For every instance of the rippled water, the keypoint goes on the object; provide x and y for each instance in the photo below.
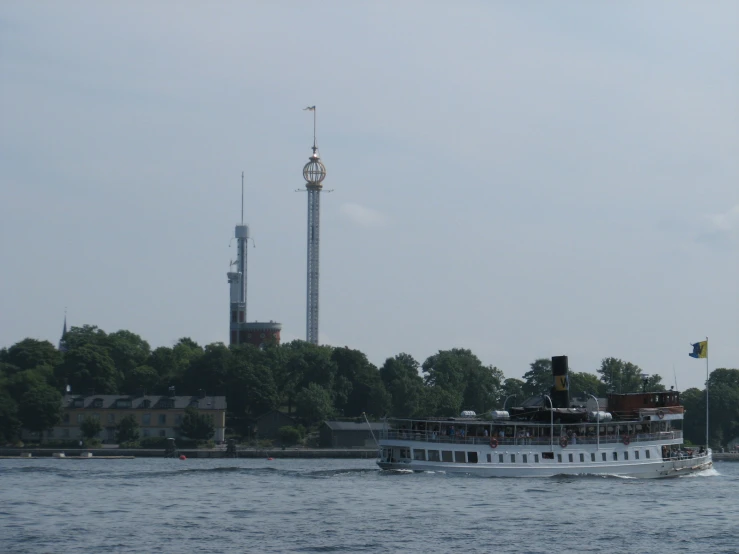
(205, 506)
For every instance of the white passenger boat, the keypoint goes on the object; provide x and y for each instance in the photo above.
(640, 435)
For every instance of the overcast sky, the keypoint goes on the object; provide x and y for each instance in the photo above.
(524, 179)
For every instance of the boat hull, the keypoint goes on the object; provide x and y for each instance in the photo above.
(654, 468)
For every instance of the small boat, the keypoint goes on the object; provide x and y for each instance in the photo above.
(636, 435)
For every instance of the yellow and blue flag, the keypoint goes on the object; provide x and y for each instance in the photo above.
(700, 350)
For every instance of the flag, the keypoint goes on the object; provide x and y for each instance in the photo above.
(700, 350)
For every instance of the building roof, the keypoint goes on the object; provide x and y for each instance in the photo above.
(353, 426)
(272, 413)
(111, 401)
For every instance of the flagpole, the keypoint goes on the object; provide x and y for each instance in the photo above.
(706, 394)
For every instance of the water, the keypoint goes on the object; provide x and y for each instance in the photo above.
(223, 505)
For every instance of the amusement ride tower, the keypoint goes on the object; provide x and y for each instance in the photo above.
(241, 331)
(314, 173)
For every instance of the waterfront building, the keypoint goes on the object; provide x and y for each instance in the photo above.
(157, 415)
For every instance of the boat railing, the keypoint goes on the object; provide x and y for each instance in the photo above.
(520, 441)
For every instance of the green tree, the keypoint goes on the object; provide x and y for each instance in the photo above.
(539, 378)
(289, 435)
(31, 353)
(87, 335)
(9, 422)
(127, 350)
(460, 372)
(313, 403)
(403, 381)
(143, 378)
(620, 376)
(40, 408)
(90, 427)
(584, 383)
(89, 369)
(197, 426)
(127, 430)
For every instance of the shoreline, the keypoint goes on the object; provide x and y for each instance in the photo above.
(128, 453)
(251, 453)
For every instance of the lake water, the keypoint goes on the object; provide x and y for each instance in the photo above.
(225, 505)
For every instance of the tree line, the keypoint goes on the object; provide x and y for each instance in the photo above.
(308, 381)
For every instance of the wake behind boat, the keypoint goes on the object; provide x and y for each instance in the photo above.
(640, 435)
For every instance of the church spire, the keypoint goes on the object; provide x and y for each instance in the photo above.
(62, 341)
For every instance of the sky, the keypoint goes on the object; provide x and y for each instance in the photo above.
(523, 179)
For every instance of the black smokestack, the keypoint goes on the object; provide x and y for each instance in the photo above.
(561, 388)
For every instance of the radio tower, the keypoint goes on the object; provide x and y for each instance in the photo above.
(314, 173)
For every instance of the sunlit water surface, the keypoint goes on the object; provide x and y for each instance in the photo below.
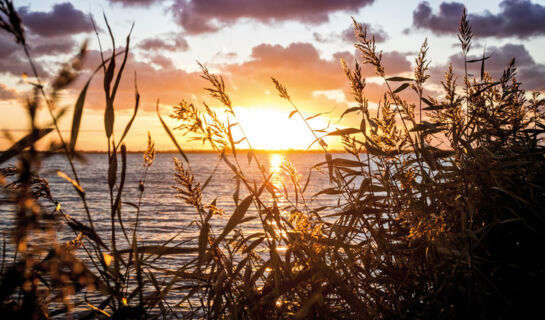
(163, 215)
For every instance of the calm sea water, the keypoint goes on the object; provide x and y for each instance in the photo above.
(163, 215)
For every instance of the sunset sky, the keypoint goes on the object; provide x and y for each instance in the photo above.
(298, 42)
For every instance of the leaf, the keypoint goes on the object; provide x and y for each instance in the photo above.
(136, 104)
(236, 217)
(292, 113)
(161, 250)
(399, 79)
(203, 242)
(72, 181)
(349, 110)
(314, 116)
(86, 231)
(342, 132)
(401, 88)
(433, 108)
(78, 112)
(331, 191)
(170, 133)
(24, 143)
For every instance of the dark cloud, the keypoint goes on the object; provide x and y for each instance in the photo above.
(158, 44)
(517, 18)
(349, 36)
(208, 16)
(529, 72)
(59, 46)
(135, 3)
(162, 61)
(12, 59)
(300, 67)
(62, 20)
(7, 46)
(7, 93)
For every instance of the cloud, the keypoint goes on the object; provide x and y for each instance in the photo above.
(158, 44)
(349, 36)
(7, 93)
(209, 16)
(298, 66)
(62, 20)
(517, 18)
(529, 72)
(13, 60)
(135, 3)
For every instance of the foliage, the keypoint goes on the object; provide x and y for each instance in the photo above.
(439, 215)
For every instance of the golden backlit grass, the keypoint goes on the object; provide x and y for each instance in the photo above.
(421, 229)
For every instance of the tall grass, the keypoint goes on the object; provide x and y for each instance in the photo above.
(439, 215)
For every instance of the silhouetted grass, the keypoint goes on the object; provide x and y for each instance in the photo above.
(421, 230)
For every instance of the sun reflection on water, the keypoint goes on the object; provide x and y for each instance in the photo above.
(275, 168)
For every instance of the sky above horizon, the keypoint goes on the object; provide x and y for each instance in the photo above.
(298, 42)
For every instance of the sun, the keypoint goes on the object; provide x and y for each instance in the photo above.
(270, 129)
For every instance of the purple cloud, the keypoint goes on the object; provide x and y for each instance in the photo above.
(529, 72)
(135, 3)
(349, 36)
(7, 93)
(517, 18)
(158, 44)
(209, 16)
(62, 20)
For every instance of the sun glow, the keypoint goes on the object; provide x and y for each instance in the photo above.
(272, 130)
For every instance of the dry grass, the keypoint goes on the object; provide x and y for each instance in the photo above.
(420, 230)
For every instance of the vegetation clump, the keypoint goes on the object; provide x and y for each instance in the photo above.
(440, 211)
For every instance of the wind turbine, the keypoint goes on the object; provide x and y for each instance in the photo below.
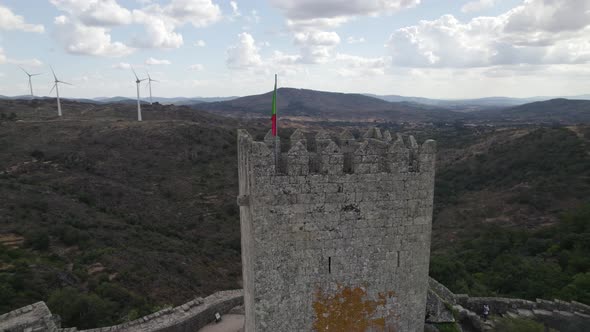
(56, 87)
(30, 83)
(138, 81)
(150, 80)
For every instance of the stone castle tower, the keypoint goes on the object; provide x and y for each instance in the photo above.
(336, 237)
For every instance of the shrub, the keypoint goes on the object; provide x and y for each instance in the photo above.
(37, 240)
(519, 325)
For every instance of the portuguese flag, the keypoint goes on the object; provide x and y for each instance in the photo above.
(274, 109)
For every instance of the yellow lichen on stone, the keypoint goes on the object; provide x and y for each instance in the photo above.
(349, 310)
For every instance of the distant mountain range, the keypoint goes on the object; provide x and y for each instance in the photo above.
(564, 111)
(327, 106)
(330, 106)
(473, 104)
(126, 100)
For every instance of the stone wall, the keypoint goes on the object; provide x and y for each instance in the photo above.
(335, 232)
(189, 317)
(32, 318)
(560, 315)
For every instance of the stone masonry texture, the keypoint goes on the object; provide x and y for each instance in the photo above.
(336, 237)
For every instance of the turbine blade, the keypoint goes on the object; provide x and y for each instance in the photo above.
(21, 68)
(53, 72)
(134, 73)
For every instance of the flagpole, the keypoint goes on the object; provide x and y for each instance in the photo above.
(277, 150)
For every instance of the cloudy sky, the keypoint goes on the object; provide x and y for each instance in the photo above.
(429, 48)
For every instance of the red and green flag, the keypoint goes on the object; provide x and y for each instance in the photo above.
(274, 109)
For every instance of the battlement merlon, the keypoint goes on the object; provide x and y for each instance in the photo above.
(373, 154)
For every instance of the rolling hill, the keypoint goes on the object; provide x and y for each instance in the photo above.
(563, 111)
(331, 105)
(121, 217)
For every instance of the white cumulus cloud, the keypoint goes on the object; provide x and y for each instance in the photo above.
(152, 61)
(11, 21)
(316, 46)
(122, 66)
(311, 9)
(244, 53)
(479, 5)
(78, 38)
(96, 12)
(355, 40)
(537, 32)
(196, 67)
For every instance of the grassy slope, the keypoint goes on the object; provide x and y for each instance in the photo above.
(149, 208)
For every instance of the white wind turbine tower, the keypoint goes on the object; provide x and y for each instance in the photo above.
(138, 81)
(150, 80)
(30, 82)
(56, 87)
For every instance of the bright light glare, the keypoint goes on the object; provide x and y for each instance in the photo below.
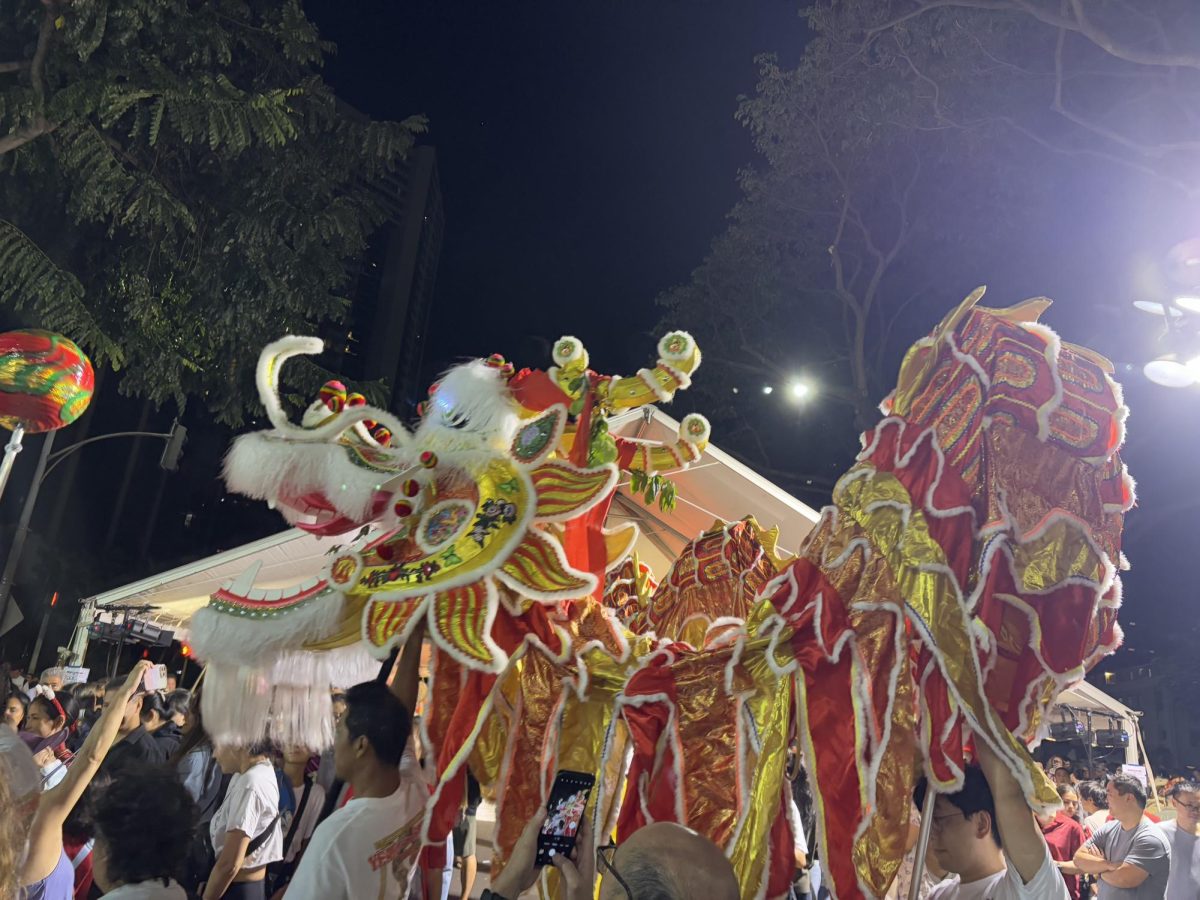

____________________

**What you have to do**
All that is required is the lines from the line containing "For every instance of the grassy" through the end of the records above, copied exactly, and none of the pictures.

**Answer below**
For every instance of the grassy slope, the keypoint goes on the object; provide x and y for each instance in the photo above.
(149, 208)
For every instance of the white wind turbine tower, the keypoint goes on the object; provide x and y for each instance in the photo above.
(138, 81)
(150, 80)
(30, 82)
(56, 87)
For every instance of the bright light glare, the keypoint goes on the object; provide x and y for each instance in the photo below.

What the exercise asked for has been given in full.